Low-quality land and small-scale farm: The farmers have employed the conventional production methods in their fields for a long time, thus the quality of the vegetable land has been reduced and the soil has been polluted with chemical fertilizers and pesticides. Additionally, the vegetable farms in the area are small or very small. Low-quality land and small-scale farms can cause difficulties in utilizing high technology, applying good agricultural practices, and developing modern short food supply chains.
High cost and price: The application of good agricultural practices, especially organic method, requires more investment in equipment, land renovation, more labor, and other expensive inputs while it cannot accept intensive cultivation, chemical fertilizers, and chemical pesticides. These issues lead to the increase in production cost and a decrease in crop productivity, and finally high prices.
Small output markets: High prices and specialty products make the market segments for the good practice and organic vegetables in the SVSC narrow. In addition, the product distribution systems are restricted within short supply chains, thus consumers’ access to the vegetable products is limited and difficult. Therefore, output markets for the vegetables in the SVSC are small and difficult to assess.
Poor cooperation: The cooperation between farmers in vegetable cooperatives or between farmers and other actors in the value chain is generally weak and unstable due to the old habits, low commitments, and the obsession with the old concept of cooperatives (cooperative economy) in Vietnam. Several farmers and actors make decisions based on relationships rather than official contracts. They prefer instant profits rather than sustainable and long-term benefits.
Deficient capital resources: The application of good agricultural practices and participation in the modern SVSC need significant capital resources to invest in equipment, land renovation, machines, information technology (e.g., smartphone, internet), and other inputs. However, most vegetable farmers are small and poor households. Thus, weak capital resources are also the main barriers to building and developing the SVSC.
Climate change: Climate change is a big challenge to the world in general and has recently become a considerable problem in Ben Tre province of Vietnam. Ben Tre is in the Mekong River Delta. The area is nearby the sea. It has been formed by alluvial deposits from the Mekong River that, however, has currently been restricted by the construction of various hydroelectric dams in China, Thailand, Laos, and Cambodia. More specifically, salinity intrusion, sea-level rise, drought, and soil degradation are increasing challenges to the short vegetable value chain.

3.4. Interventions and Support as Success Factors

The SVSC has encountered various barriers and challenges impeding its creation, development, and benefit. For these reasons, there is great demand for diverse interventions and support for such initiatives, especially in the starting phase. The survey shows that the interventions and support from the Seed to Table project and the local government played essential roles in building and developing the SVSC. These interventions and support may be summarized and presented as follows:
Establishing cooperatives: In general, Vietnamese farmers are commonly hesitant to participate in agricultural cooperatives due to the obsession with the old concept of cooperative, preferring spot and free transactions, and insufficient awareness of cooperatives’ principles and benefits. With the training and support from the project and the government, vegetable cooperatives (or groups) have been established and grown. This is one of the vital steps in forming and developing the SVSC.

Exercise tasks:
1) Answer these questions using the excerpt on short vegetable supply chains:
(a) Which river's alluvial deposits formed the area of Ben Tre?
(b) According to the survey, whose interventions and support played essential roles in building and developing the SVSC?
(c) What kind of households are most vegetable farmers?
2) Rewrite the paragraph beginning "Poor cooperation:" from the excerpt on short vegetable supply chains as a short bulleted list that keeps its main facts.
3) From the excerpt on short vegetable supply chains, reproduce word for word the part from "Poor cooperation: The" to "to building and developing the SVSC.".
The data that comes next is separate material, unrelated to the excerpt on short vegetable supply chains.

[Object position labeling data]

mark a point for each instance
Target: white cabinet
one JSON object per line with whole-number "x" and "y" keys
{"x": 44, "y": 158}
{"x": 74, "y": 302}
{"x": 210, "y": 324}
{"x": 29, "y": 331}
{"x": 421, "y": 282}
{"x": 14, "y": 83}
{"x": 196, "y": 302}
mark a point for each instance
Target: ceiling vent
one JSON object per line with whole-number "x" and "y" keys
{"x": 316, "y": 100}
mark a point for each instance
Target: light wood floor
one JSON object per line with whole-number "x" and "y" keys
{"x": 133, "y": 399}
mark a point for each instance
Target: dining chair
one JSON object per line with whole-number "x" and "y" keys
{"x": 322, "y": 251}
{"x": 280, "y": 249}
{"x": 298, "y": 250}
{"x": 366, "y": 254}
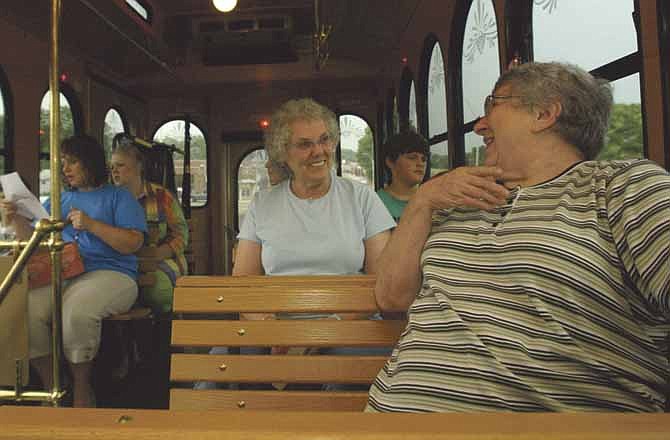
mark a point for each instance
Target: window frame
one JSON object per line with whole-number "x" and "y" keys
{"x": 207, "y": 161}
{"x": 148, "y": 8}
{"x": 255, "y": 138}
{"x": 614, "y": 70}
{"x": 406, "y": 80}
{"x": 663, "y": 14}
{"x": 122, "y": 116}
{"x": 422, "y": 97}
{"x": 7, "y": 150}
{"x": 338, "y": 150}
{"x": 75, "y": 108}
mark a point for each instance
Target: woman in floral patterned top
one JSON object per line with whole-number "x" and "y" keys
{"x": 168, "y": 230}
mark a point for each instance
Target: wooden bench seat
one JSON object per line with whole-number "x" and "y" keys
{"x": 227, "y": 296}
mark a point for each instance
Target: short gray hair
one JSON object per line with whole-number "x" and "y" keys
{"x": 586, "y": 101}
{"x": 278, "y": 134}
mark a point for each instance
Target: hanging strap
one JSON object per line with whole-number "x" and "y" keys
{"x": 151, "y": 209}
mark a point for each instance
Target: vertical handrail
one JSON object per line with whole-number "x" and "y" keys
{"x": 54, "y": 251}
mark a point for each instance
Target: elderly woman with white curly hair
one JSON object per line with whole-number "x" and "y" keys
{"x": 313, "y": 222}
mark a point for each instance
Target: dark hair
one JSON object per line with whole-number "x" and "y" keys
{"x": 131, "y": 150}
{"x": 90, "y": 153}
{"x": 407, "y": 141}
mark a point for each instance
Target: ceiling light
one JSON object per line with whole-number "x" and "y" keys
{"x": 225, "y": 5}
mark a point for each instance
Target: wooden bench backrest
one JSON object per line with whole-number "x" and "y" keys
{"x": 227, "y": 296}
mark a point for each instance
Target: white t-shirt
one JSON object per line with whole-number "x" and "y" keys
{"x": 322, "y": 236}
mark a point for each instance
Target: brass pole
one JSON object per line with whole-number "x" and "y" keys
{"x": 54, "y": 150}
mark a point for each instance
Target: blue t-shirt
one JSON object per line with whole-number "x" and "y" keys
{"x": 109, "y": 204}
{"x": 321, "y": 236}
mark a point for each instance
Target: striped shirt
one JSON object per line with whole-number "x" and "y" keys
{"x": 557, "y": 301}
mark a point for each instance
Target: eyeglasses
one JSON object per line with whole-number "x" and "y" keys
{"x": 325, "y": 141}
{"x": 490, "y": 101}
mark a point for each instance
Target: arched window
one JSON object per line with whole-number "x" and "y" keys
{"x": 579, "y": 33}
{"x": 357, "y": 150}
{"x": 173, "y": 133}
{"x": 437, "y": 111}
{"x": 142, "y": 9}
{"x": 413, "y": 115}
{"x": 392, "y": 117}
{"x": 113, "y": 125}
{"x": 407, "y": 104}
{"x": 252, "y": 176}
{"x": 480, "y": 68}
{"x": 70, "y": 123}
{"x": 5, "y": 125}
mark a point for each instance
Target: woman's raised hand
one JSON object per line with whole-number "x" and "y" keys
{"x": 79, "y": 219}
{"x": 9, "y": 211}
{"x": 474, "y": 187}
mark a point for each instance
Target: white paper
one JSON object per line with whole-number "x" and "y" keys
{"x": 27, "y": 204}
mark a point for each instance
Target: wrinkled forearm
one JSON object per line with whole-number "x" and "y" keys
{"x": 399, "y": 273}
{"x": 124, "y": 241}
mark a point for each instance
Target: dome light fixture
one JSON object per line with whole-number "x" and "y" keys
{"x": 225, "y": 5}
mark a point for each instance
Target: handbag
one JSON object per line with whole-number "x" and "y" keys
{"x": 39, "y": 265}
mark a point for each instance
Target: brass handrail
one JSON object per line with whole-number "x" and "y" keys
{"x": 51, "y": 226}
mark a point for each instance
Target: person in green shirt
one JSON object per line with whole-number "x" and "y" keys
{"x": 405, "y": 159}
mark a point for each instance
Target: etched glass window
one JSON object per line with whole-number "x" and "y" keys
{"x": 67, "y": 129}
{"x": 580, "y": 33}
{"x": 252, "y": 176}
{"x": 357, "y": 150}
{"x": 437, "y": 112}
{"x": 413, "y": 118}
{"x": 173, "y": 133}
{"x": 480, "y": 69}
{"x": 113, "y": 125}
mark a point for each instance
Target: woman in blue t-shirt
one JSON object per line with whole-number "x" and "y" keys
{"x": 108, "y": 225}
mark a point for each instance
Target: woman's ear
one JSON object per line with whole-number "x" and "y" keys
{"x": 546, "y": 117}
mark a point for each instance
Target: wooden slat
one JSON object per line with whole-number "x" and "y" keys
{"x": 273, "y": 299}
{"x": 131, "y": 315}
{"x": 147, "y": 264}
{"x": 41, "y": 423}
{"x": 146, "y": 279}
{"x": 255, "y": 280}
{"x": 275, "y": 368}
{"x": 308, "y": 333}
{"x": 183, "y": 399}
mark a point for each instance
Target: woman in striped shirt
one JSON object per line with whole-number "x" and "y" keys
{"x": 540, "y": 281}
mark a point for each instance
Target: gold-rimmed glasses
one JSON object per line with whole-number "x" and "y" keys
{"x": 325, "y": 141}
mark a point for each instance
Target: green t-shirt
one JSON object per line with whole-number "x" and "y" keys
{"x": 395, "y": 206}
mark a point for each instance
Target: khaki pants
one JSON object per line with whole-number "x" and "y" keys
{"x": 87, "y": 300}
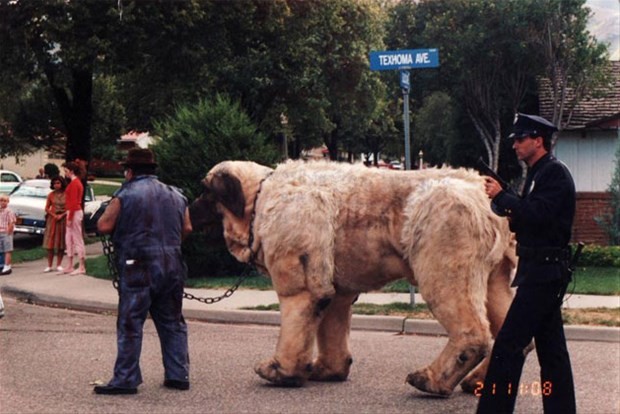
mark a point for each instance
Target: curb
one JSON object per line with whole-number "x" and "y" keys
{"x": 396, "y": 324}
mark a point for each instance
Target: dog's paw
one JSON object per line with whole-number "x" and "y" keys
{"x": 272, "y": 371}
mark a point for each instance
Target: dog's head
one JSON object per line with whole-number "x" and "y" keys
{"x": 222, "y": 190}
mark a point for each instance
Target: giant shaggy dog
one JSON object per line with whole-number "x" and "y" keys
{"x": 324, "y": 232}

Task answers:
1)
(a) The Mekong River.
(b) The Seed to Table project and the local government.
(c) Small and poor households.

2)
- Cooperation among farmers in vegetable cooperatives, and between farmers and other value-chain actors, is generally weak and unstable.
- Causes: old habits, low commitments, and the obsession with the old concept of cooperatives (cooperative economy) in Vietnam.
- Several farmers and actors base decisions on relationships rather than official contracts.
- They prefer instant profits to sustainable, long-term benefits.

3)
Poor cooperation: The cooperation between farmers in vegetable cooperatives or between farmers and other actors in the value chain is generally weak and unstable due to the old habits, low commitments, and the obsession with the old concept of cooperatives (cooperative economy) in Vietnam. Several farmers and actors make decisions based on relationships rather than official contracts. They prefer instant profits rather than sustainable and long-term benefits.
Deficient capital resources: The application of good agricultural practices and participation in the modern SVSC need significant capital resources to invest in equipment, land renovation, machines, information technology (e.g., smartphone, internet), and other inputs. However, most vegetable farmers are small and poor households. Thus, weak capital resources are also the main barriers to building and developing the SVSC.